» GIVEN PASSAGE:
■ ■ ■

21 May 2013

141/365 Porch

I love being awake for many, many hours a day. I'm usually awake for 18-19 hours/asleep for 5-6 hours. The reason I love this? It means that the 8 hours that I'm working are just a small part of the day. During the other 10-11 hours that I'm awake, I live the FUN parts of life. Like sitting on the front steps and watching the world with my ragazz', or doing yard stuff or feeding the birds or taking care of the house. Those are the parts of life that matter. The 8 hours or so that take me away from all that.. well, they're useful, in that I make money to support the rest of that. But I don't ever want to make work the most important part of my life.

Work WAS the most important part for a few years. All of my late 20s and 30s, and the first few years of 40s. I earned - and learned - a lot. I was also sad and mad - not a lot, but more frequently. There are lots of ups and downs that are inherent with working as hard as I did.. and I rode that roller coaster for all those years. But NOW. This time of life - this is so. much. better. Yeah, I'm making less than half of what I used to make.. but all the shoes and purses and manicures in the world don't compare to what I've got now. I'm content. I'm centered. I know exactly where I'm at, and who I am. I'm in love with the man I'll be with forever, and I've got wonderful, quality family (some related biologically, some not) and friends. AND I make a mean Sunday dinner (and most other dinners, too. Heh.).

■ ■ ■

» SOURCE DATA:
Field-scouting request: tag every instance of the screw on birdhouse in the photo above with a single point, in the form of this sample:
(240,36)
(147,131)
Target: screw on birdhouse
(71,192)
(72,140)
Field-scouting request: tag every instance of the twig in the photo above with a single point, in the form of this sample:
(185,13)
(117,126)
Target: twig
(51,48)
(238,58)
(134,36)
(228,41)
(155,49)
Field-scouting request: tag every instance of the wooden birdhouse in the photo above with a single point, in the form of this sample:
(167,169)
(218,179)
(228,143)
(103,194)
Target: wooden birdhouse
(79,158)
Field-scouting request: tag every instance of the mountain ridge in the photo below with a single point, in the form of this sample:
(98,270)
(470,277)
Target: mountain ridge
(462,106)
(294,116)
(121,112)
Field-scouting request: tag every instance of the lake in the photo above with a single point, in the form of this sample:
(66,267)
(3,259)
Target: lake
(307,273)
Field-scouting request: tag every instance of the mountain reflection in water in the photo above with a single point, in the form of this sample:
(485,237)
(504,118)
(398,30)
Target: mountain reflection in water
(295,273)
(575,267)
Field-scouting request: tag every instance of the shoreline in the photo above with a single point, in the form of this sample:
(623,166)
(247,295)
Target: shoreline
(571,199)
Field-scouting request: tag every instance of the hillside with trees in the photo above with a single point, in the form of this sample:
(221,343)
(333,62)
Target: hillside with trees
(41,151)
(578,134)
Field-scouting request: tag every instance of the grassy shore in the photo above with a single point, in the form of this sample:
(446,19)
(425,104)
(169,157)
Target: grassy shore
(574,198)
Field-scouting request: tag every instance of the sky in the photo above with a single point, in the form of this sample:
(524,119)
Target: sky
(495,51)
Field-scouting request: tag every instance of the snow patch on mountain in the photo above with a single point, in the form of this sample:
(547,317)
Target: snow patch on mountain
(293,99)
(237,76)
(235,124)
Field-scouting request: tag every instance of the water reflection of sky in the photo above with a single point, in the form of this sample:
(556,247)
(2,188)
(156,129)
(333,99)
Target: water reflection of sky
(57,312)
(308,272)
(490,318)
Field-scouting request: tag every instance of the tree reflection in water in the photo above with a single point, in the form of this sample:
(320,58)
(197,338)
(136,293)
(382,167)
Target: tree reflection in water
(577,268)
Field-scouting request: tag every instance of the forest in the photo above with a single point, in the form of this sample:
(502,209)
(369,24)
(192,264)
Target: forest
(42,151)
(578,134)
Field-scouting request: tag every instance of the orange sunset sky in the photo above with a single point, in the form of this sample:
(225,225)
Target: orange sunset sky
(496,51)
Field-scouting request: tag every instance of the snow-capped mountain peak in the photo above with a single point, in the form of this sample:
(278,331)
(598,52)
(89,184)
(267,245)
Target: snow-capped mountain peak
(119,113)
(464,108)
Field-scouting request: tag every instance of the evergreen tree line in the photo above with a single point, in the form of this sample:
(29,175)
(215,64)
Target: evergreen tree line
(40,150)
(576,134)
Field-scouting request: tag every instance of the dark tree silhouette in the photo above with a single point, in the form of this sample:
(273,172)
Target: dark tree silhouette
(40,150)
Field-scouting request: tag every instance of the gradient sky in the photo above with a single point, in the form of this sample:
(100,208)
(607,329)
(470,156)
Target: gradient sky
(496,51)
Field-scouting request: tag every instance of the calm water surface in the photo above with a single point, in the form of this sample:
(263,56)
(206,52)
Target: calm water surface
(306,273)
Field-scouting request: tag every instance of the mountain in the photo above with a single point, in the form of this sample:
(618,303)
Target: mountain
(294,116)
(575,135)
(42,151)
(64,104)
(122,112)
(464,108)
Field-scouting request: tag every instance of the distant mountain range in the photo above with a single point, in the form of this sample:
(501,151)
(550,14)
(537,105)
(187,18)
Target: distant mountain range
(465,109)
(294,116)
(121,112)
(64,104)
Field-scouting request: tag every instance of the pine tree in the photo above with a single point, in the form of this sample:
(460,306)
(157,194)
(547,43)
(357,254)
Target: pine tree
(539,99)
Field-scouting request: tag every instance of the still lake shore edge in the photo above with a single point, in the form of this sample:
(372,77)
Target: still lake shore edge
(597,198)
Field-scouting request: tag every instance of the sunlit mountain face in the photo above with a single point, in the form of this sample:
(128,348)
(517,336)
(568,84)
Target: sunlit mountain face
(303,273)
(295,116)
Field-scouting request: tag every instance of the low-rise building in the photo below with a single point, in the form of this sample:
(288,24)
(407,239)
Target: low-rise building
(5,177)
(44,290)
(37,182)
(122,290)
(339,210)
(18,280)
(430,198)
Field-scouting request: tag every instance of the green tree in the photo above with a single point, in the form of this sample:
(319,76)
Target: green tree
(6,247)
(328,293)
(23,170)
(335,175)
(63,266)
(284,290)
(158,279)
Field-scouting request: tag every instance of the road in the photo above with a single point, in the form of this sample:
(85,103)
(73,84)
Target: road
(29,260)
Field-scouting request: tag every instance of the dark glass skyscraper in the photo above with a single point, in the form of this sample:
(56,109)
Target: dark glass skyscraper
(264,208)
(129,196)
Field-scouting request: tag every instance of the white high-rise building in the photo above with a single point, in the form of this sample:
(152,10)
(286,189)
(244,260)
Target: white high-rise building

■ ■ ■

» EXERCISE:
Please copy the porch post word for word, starting at "Work WAS the" and ending at "dinners, too. Heh.).". The material above comes from a separate source, not from the porch post.

» RESPONSE AREA:
Work WAS the most important part for a few years. All of my late 20s and 30s, and the first few years of 40s. I earned - and learned - a lot. I was also sad and mad - not a lot, but more frequently. There are lots of ups and downs that are inherent with working as hard as I did.. and I rode that roller coaster for all those years. But NOW. This time of life - this is so. much. better. Yeah, I'm making less than half of what I used to make.. but all the shoes and purses and manicures in the world don't compare to what I've got now. I'm content. I'm centered. I know exactly where I'm at, and who I am. I'm in love with the man I'll be with forever, and I've got wonderful, quality family (some related biologically, some not) and friends. AND I make a mean Sunday dinner (and most other dinners, too. Heh.).